● WHAT NEEDS TO BE DONE
Turn every line of the listing below into a numbered list, skipping blank lines. Leave the pictures out.

── INFORMATION SHOWN

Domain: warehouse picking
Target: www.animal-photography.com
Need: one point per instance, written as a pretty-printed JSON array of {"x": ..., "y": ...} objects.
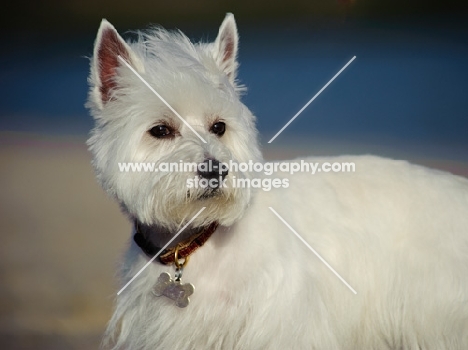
[{"x": 234, "y": 175}]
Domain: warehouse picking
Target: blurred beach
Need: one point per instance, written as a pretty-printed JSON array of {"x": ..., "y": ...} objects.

────

● CORRECT RESULT
1. Domain: warehouse picking
2. Target: www.animal-photography.com
3. Need: one point per instance, written as a pretty-printed JSON array of {"x": ..., "y": ...} objects.
4. [{"x": 234, "y": 175}]
5. Domain: warehouse picking
6. Target: blurred beach
7. Need: one point per instance, written as a pretty-printed JSON array of {"x": ..., "y": ...} objects.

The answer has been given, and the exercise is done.